■ TEXT TO READ

——————————

Sandy Spring Friends School (SSFS) is a progressive, coeducational, college preparatory Quaker school serving students from preschool (age 3) through 12th grade. SSFS offers an optional 5- and 7- day boarding program in the Middle School and Upper School. 59% of its student body identifies as students of color, and 19 countries are represented in its boarding program. Founded in 1961, its motto is "Let Your Lives Speak" an old Quaker adage which expresses the school's philosophy of "educating all aspects of a person so that their life—in all of its facets—can reveal the unique strengths within."  SSFS sits on a pastoral 140-acre campus in the heart of Montgomery County, Maryland, approximately midway between Washington, D.C. and Baltimore. SSFS is under the care of the Sandy Spring Monthly Meeting and the Baltimore Yearly Meeting.

——————————

[Raw records]
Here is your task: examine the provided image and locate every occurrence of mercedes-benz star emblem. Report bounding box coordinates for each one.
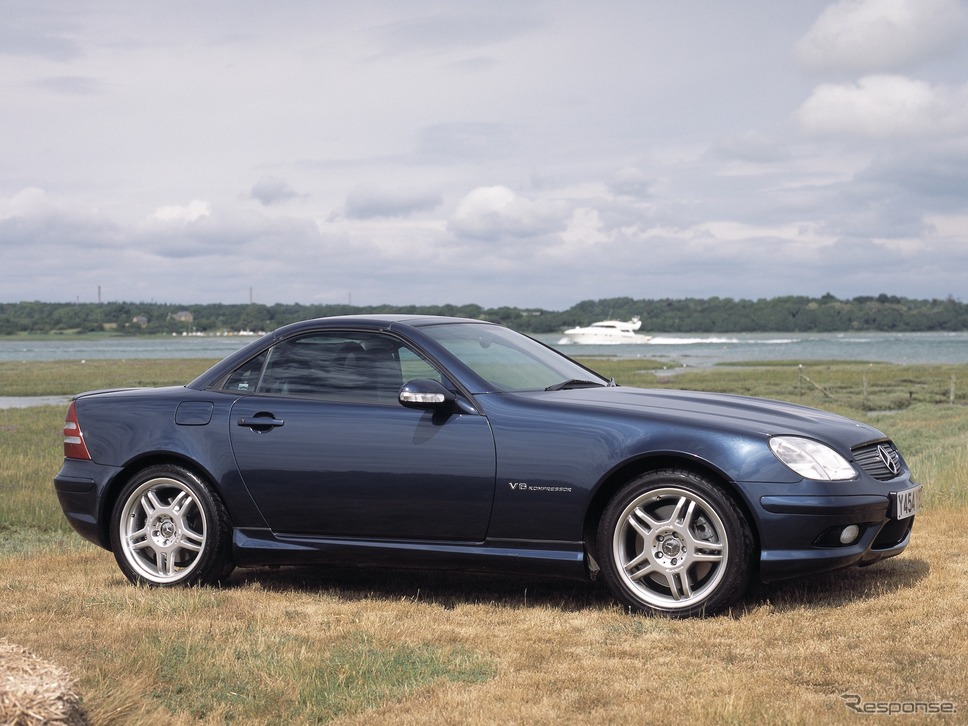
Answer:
[877,444,901,476]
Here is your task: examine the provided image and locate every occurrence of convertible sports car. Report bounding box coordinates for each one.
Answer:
[55,315,921,617]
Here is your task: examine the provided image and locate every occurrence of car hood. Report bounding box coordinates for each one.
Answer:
[523,386,886,447]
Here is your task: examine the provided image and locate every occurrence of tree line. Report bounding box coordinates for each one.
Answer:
[0,294,968,336]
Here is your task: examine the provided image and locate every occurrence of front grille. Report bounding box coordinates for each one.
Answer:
[851,441,904,481]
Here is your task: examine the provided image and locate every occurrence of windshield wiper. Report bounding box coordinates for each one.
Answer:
[545,378,606,391]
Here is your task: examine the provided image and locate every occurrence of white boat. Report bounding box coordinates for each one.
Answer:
[558,317,652,345]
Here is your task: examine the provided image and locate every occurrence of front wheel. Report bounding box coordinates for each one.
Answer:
[111,465,233,586]
[598,470,753,617]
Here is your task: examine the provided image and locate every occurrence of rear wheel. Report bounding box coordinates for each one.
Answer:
[598,469,753,617]
[111,465,233,586]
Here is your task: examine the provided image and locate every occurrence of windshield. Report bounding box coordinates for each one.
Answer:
[422,323,608,391]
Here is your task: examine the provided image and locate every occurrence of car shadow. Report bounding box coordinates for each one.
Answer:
[226,565,615,612]
[225,558,930,618]
[746,557,931,612]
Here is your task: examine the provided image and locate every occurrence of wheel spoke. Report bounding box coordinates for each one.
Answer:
[181,527,205,552]
[128,529,151,550]
[669,570,692,600]
[611,485,732,612]
[168,492,195,517]
[625,551,651,580]
[669,497,696,523]
[628,507,662,537]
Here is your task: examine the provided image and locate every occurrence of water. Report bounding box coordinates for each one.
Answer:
[542,332,968,367]
[0,333,968,408]
[0,332,968,367]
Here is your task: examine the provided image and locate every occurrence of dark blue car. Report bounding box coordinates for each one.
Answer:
[55,315,921,616]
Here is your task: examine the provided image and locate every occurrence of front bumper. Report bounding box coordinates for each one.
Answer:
[752,479,918,582]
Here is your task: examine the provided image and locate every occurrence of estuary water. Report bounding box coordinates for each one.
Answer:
[0,332,968,408]
[0,332,968,368]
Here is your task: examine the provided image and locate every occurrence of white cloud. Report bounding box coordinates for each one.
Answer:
[250,176,299,206]
[795,0,966,73]
[346,185,443,219]
[151,199,212,222]
[797,75,968,139]
[0,187,47,219]
[448,186,567,240]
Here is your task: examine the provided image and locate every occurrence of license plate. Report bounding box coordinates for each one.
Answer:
[894,485,921,519]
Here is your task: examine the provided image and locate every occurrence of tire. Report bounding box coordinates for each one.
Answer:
[111,465,234,587]
[597,469,753,618]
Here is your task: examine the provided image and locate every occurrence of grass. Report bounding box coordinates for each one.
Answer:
[0,360,968,724]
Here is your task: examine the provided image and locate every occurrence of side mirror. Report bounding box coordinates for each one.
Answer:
[400,378,457,410]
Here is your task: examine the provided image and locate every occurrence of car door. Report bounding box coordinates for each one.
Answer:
[228,332,495,541]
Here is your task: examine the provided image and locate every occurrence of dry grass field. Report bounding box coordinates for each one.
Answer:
[0,361,968,724]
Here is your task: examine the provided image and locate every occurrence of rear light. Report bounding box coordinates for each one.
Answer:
[64,401,91,460]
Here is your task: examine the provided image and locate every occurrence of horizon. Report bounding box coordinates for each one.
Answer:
[0,0,968,309]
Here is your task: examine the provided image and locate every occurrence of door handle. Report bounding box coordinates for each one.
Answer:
[239,415,286,431]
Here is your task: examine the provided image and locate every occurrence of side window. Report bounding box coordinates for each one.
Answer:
[222,353,266,393]
[400,348,445,383]
[223,332,440,404]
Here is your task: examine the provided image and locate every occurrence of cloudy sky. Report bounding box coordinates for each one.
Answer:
[0,0,968,310]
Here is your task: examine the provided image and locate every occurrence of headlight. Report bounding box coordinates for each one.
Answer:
[770,436,857,481]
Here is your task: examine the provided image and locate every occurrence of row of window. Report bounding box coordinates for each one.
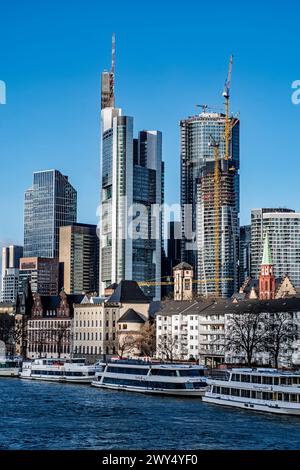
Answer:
[231,374,300,385]
[213,386,300,403]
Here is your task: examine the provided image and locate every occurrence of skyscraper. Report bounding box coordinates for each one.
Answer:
[132,131,164,299]
[180,110,239,297]
[100,37,163,298]
[59,223,99,294]
[251,208,300,287]
[19,257,59,295]
[24,170,77,258]
[1,245,23,302]
[168,221,181,274]
[239,225,251,287]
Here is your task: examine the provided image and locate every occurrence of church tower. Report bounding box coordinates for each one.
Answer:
[173,262,193,300]
[259,234,276,300]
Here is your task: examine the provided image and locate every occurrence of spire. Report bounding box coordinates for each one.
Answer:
[111,33,116,75]
[261,233,273,266]
[101,33,116,109]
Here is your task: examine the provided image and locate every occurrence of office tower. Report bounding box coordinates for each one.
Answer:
[251,208,300,287]
[180,110,239,297]
[167,221,181,275]
[19,257,59,296]
[1,268,19,303]
[239,225,251,287]
[24,170,77,258]
[100,39,163,298]
[2,245,23,273]
[132,131,164,299]
[59,223,99,294]
[1,245,23,302]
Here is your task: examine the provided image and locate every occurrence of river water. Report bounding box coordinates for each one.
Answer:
[0,378,300,450]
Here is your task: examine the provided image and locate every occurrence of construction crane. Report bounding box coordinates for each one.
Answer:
[223,55,233,160]
[209,135,220,297]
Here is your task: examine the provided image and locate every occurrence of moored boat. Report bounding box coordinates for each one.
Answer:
[0,358,20,377]
[92,360,207,397]
[203,368,300,415]
[20,358,98,384]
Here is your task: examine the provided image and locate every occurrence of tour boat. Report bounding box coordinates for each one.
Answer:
[92,360,207,397]
[20,358,98,384]
[0,358,20,377]
[203,368,300,415]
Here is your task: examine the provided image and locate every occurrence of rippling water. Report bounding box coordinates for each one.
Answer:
[0,379,300,450]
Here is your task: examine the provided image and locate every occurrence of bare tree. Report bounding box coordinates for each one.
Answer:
[264,312,297,369]
[157,334,179,362]
[118,334,137,359]
[137,322,156,357]
[0,314,24,354]
[51,322,70,358]
[33,328,50,357]
[225,313,267,367]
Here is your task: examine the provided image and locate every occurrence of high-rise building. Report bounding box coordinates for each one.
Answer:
[59,223,99,294]
[100,39,163,299]
[1,245,23,302]
[239,225,251,287]
[180,111,239,297]
[24,170,77,258]
[1,268,19,303]
[132,131,164,299]
[19,257,59,295]
[167,221,181,274]
[251,208,300,287]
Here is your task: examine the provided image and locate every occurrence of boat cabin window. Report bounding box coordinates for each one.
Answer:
[179,369,204,377]
[151,369,177,377]
[106,366,148,375]
[262,376,273,385]
[252,375,261,384]
[280,377,292,385]
[231,374,241,382]
[241,374,250,383]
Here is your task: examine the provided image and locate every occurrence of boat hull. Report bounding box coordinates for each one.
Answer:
[92,382,205,398]
[0,368,19,377]
[19,374,94,385]
[202,395,300,416]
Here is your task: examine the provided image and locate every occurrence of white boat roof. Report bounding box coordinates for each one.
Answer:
[229,367,300,376]
[105,360,206,369]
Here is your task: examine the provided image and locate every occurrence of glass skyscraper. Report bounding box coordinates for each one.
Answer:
[23,170,77,258]
[180,112,239,297]
[251,208,300,287]
[99,38,163,300]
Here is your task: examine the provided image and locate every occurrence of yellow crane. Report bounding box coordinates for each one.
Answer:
[209,135,220,297]
[223,55,233,160]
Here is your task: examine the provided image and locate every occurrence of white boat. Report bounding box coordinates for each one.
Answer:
[92,360,207,397]
[20,358,98,384]
[0,358,20,377]
[202,368,300,415]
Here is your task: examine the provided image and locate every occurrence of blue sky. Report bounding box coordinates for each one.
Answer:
[0,0,300,248]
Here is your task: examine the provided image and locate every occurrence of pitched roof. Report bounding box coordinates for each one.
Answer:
[160,297,300,315]
[261,232,273,266]
[107,280,150,304]
[173,261,193,270]
[118,308,147,323]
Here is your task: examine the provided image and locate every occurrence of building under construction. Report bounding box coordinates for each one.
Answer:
[180,107,239,297]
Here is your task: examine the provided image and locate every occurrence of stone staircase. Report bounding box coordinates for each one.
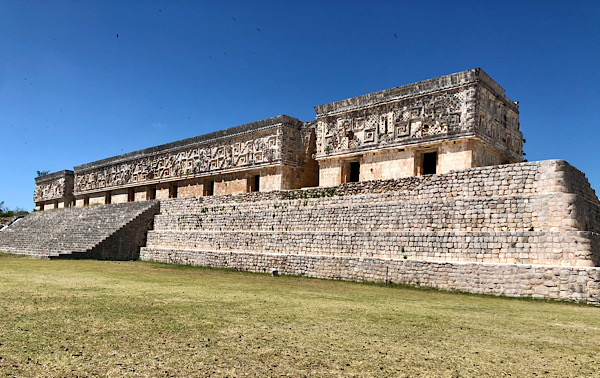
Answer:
[0,201,160,260]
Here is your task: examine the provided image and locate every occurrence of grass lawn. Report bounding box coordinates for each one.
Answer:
[0,255,600,377]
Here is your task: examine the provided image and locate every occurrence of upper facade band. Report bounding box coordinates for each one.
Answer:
[34,68,523,208]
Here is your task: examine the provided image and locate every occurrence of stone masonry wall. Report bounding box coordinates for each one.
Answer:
[141,160,600,303]
[142,250,600,305]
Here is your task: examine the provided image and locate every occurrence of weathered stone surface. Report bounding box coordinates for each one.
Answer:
[33,170,75,210]
[140,160,600,303]
[0,201,159,260]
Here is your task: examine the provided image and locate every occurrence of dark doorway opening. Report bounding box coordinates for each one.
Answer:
[204,181,215,196]
[146,185,156,200]
[348,161,360,182]
[423,152,437,175]
[169,184,177,198]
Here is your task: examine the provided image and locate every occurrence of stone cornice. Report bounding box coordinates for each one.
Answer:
[74,115,303,173]
[315,68,519,119]
[35,169,74,184]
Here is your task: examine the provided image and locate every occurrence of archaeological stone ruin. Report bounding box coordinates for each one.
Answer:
[0,69,600,304]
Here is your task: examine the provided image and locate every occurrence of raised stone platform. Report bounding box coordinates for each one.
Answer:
[0,201,159,260]
[140,160,600,303]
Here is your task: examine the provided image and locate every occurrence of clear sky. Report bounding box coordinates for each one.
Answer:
[0,0,600,210]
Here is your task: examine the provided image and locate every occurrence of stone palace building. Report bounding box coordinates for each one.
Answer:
[34,68,523,210]
[0,69,600,305]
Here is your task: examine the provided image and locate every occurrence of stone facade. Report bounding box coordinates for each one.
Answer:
[36,69,523,208]
[22,69,600,304]
[33,170,75,210]
[315,69,523,186]
[140,160,600,303]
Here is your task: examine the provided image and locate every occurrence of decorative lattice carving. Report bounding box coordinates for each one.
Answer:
[75,128,290,192]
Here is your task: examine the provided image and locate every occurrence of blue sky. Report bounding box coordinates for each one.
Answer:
[0,0,600,210]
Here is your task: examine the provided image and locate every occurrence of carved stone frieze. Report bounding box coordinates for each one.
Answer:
[33,171,73,202]
[317,87,474,156]
[75,127,298,193]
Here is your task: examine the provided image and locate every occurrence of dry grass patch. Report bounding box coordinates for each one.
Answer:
[0,255,600,377]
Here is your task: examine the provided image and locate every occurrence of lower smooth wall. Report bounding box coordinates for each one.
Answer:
[140,248,600,305]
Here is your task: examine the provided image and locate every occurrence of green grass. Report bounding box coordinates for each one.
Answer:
[0,255,600,377]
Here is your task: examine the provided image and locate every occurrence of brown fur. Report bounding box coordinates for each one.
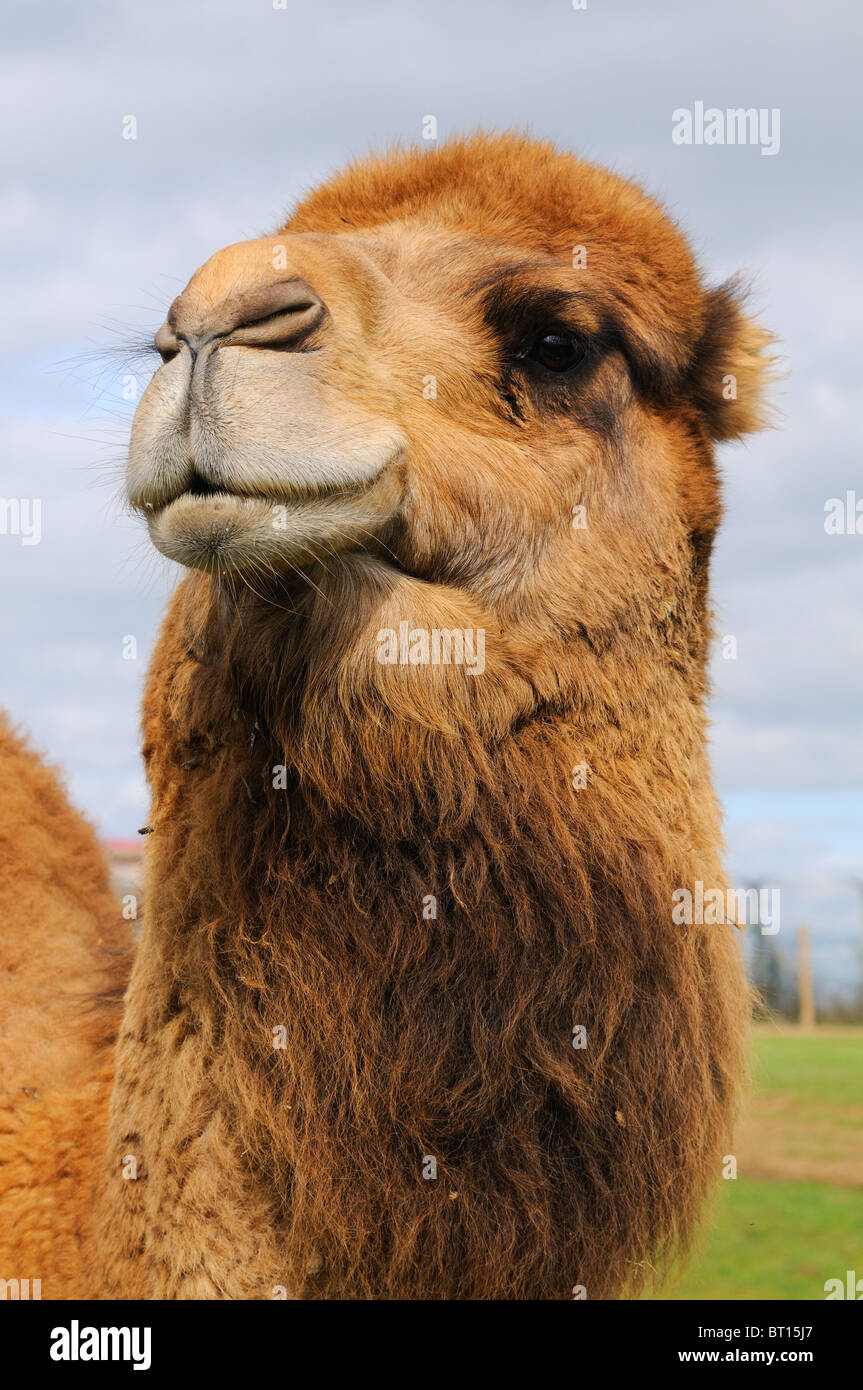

——————————

■ WHAT TO WORK ON
According to the text about Sandy Spring Friends School, in what year was the school founded?

■ WRITTEN ANSWER
1961